Extract every line of the entries below that contains the word "blond", copying each line unchanged.

Dataset:
--- --- ---

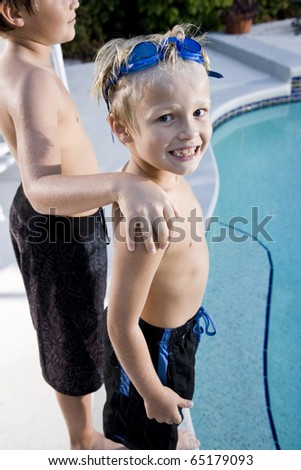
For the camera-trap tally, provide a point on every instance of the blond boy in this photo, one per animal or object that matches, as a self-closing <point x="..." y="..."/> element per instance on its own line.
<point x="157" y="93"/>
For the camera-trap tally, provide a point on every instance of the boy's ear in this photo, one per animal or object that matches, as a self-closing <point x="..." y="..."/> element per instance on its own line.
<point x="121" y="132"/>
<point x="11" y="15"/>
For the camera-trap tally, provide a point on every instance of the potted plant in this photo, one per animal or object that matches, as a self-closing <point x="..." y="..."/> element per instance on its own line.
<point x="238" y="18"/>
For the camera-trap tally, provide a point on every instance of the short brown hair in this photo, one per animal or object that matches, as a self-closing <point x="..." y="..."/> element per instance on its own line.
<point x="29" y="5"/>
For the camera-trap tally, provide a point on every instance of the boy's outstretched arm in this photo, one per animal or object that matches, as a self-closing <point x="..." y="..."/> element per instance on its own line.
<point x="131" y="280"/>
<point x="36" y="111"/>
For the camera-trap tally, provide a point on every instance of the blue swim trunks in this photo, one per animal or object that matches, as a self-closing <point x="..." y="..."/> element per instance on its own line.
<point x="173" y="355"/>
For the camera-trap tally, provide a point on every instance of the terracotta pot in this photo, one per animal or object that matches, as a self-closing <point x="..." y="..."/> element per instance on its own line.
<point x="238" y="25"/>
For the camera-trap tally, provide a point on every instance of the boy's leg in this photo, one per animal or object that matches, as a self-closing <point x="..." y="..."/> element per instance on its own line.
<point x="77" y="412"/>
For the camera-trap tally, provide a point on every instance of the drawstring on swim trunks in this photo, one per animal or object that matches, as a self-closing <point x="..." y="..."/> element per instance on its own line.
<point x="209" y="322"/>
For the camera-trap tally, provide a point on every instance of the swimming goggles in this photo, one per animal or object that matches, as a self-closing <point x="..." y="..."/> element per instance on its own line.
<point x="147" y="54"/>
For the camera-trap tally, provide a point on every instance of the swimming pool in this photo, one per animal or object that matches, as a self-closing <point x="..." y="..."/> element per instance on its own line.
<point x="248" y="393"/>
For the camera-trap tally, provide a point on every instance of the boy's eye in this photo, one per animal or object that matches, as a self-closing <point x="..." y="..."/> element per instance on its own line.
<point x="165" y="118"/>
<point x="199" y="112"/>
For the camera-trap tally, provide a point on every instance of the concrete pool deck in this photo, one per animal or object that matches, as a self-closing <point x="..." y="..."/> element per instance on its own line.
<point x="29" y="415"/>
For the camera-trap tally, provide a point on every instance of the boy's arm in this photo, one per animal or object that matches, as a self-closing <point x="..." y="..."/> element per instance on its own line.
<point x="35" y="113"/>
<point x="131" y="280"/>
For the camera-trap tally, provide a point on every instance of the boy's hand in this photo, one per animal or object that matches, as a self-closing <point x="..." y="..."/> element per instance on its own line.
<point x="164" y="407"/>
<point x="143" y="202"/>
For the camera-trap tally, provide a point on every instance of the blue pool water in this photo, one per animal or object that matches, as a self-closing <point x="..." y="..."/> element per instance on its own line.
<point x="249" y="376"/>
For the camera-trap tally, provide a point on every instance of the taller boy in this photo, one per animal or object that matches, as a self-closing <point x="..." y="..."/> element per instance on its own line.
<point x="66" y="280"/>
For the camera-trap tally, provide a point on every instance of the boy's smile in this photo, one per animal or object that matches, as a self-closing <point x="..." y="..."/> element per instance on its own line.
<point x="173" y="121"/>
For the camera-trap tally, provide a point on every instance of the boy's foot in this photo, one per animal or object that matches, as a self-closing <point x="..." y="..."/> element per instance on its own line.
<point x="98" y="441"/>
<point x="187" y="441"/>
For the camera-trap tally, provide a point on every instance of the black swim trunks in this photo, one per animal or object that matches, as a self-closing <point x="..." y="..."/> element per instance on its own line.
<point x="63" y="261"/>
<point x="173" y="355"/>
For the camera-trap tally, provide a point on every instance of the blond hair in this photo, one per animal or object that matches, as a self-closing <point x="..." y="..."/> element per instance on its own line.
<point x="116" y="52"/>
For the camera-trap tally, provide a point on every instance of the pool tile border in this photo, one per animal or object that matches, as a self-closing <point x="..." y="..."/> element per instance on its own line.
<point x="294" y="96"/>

--- --- ---

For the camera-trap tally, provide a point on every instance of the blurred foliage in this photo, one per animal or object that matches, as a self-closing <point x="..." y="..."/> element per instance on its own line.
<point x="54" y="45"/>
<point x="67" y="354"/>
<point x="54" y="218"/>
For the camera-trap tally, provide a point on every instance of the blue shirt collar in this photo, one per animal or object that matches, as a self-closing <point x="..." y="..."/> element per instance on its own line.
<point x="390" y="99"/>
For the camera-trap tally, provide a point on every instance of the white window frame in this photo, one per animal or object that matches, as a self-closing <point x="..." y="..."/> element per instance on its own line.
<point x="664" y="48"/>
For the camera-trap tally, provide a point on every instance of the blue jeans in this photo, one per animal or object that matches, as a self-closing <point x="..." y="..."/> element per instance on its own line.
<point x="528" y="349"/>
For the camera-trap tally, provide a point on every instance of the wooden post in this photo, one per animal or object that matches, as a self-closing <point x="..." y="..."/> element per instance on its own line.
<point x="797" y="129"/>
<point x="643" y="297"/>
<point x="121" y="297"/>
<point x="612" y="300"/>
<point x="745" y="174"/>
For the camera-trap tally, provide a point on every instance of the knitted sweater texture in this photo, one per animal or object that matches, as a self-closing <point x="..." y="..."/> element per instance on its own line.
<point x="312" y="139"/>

--- --- ---

Output below:
For the camera-trap tally, provide a point on every instance of the blond boy in this photo, one per animal or object that matches, as a self-closing <point x="..." y="..."/> element per instance on its own line.
For the camera-trap tally, provide a point on every instance of the blond hair in this photo, one per animal or object that matches, as a self-closing <point x="..." y="..."/> element per instance on its own line.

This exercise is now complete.